任务内容
(1) 将光学镜头原文中从“近年来摄像镜头在各领域都有广”到“角和小型化的高质量成像镜头。”之间的文字照原样重抄一遍，首尾两处都包括在内。
(2) 接着光学镜头原文的最后一句往下续写。

原文
本发明涉及透镜成像技术领域,特别涉及一种光学镜头及成像设备。
近年来摄像镜头在各领域都有广泛应用,尤其包括超广角镜头、鱼眼镜头在内的广角镜头在越来越多的场合发挥着重要作用。在摄像方面,广角镜头具有短焦大视场特点,能够产生较大的桶形畸变,以创造特殊效果,给观察者带来强烈的视觉冲击。在测量方面,广角镜头利用大视场特点单次成像可获得更多的数据,以捕捉更多的场景信息。与此同时,市场对镜头的小型化要求也越来越高。然而,镜头尺寸的减小对镜头的成像质量影响很大,尤其是对于大视场广角镜头。因此,需要一种兼具大视场角和小型化的高质量成像镜头。
发明内容
基于此,本发明的目的是提供一种光学镜头及成像设备,以改善上述问题。
本发明实施例通过以下技术方案实现上述的目的。
第一方面,本发明实施例提供一种光学镜头,由七片透镜组成,沿光轴从物侧到成像面依次包括:第一透镜、第二透镜、第三透镜、光阑、第四透镜、第五透镜、第六透镜及第七透镜。第一透镜具有负光焦度,其物侧面为凸面、像侧面为凹面;第二透镜具有光焦度,其物侧面为凹面;第三透镜具有正光焦度,其像侧面为凸面;第四透镜具有正光焦度,其物侧面和像侧面均为凸面;第五透镜具有正光焦度,其物侧面为凹面、像侧面为凸面;第六透镜具有负光焦度,其物侧面和像侧面均为凹面;第七透镜具有正光焦度,其物侧面在近光轴处为凸面,其像侧面在近光轴处为凹面,且第七透镜的物侧面和像侧面均具有至少一个反曲点。其中,第一透镜、第二透镜、第三透镜、第四透镜、第五透镜、第六透镜和第七透镜均为塑胶非球面镜片;光学镜头满足以下条件式:6<TTL/EPD<7;其中,TTL表示光学镜头的光学总长,EPD表示光学镜头的入瞳直径。
第二方面,本发明实施例还提供一种成像设备,包括成像元件及第一方面提供的光学镜头,成像元件用于将光学镜头形成的光学图像转换为电信号。
相比于现有技术,本申请实施例提供的光学镜头及成像设备,通过合理的搭配七个 具有特定屈折力的透镜之间的镜片形状和合理的光焦度组合,在满足大广角的同时结构更加紧凑,从而较好地实现了光学镜头的小型化和高像素的均衡,能够有效提升用户的摄像体验。

所给数据

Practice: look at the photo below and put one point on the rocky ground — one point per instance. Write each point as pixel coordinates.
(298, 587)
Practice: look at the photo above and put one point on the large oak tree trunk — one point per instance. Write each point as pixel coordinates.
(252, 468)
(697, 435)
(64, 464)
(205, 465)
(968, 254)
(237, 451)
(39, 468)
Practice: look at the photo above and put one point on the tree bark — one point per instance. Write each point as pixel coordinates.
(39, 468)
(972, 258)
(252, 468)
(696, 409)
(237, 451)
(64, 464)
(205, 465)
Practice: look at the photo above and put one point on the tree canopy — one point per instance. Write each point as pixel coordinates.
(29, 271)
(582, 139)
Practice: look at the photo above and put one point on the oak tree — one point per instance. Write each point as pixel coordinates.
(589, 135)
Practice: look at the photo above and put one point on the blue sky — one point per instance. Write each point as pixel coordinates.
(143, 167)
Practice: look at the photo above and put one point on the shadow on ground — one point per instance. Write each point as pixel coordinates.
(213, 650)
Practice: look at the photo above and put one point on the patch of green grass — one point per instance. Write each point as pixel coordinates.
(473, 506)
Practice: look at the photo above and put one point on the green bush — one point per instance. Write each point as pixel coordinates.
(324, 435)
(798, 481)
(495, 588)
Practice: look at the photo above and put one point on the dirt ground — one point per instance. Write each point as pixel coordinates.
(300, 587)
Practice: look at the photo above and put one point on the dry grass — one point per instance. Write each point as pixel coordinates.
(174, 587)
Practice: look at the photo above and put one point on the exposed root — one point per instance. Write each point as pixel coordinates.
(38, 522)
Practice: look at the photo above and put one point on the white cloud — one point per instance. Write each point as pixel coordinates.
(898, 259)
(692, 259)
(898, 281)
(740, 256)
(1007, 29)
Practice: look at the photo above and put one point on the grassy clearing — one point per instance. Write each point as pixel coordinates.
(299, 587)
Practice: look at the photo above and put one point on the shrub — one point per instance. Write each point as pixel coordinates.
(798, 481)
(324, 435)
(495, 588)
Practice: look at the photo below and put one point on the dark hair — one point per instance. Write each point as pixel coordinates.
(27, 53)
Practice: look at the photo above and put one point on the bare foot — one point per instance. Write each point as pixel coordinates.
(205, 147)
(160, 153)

任务答案
(1)
近年来摄像镜头在各领域都有广泛应用,尤其包括超广角镜头、鱼眼镜头在内的广角镜头在越来越多的场合发挥着重要作用。在摄像方面,广角镜头具有短焦大视场特点,能够产生较大的桶形畸变,以创造特殊效果,给观察者带来强烈的视觉冲击。在测量方面,广角镜头利用大视场特点单次成像可获得更多的数据,以捕捉更多的场景信息。与此同时,市场对镜头的小型化要求也越来越高。然而,镜头尺寸的减小对镜头的成像质量影响很大,尤其是对于大视场广角镜头。因此,需要一种兼具大视场角和小型化的高质量成像镜头。

(2)
为了更清楚地说明本发明实施例的技术方案,下面将对实施例中所需要使用的附图作简单地介绍,应当理解,以下附图仅为本发明的某些实施例,因此不应被看作是对范围的限定,对于本领域普通技术人员来讲,在不付出创造性劳动的前提下,还可以根据这些附图获得其他相关的附图。
图1为本申请第一实施例提供的光学镜头的结构示意图;
图2为本申请第一实施例提供的光学镜头的场曲曲线图;
图3为本申请第一实施例提供的光学镜头的畸变曲线图;
图4为本申请第一实施例提供的光学镜头的垂轴色差曲线图;
图5为本申请第一实施例提供的光学镜头的轴向色差曲线图;
图6为本申请第二实施例提供的光学镜头的结构示意图;
图7为本申请第二实施例提供的光学镜头的场曲曲线图;
图8为本申请第二实施例提供的光学镜头的畸变曲线图;
图9为本申请第二实施例提供的光学镜头的垂轴色差曲线图;
图10为本申请第二实施例提供的光学镜头的轴向色差曲线图;
图11为本申请第三实施例提供的光学镜头的结构示意图;
图12为本申请第三实施例提供的光学镜头的场曲曲线图;
图13为本申请第三实施例提供的光学镜头的畸变曲线图;
图14为本申请第三实施例提供的光学镜头的垂轴色差曲线图;
图15为本申请第三实施例提供的光学镜头的轴向色差曲线图;
图16为本申请第四实施例提供的成像设备的结构示意图。
为了便于理解本发明,下面将参照相关附图对本发明进行更全面的描述。附图中为本发明的若干实施例。但是,本发明可以以许多不同的形式来实现,并不限于本文所描述的实施例。相反地,提供这些实施例的目的是使对本发明的公开内容更加透彻全面。
本申请实施例提供一种光学镜头,该光学镜头沿光轴从物侧到像侧依次包括:第一透镜,第二透镜,第三透镜,光阑,第四透镜,第五透镜,第六透镜,第七透镜及滤光片,这里的像侧即指成像面所在的一侧,物侧为与像侧相对的一侧。
第一透镜具有负光焦度,第一透镜的物侧面为凸面,第一透镜的像侧面为凹面。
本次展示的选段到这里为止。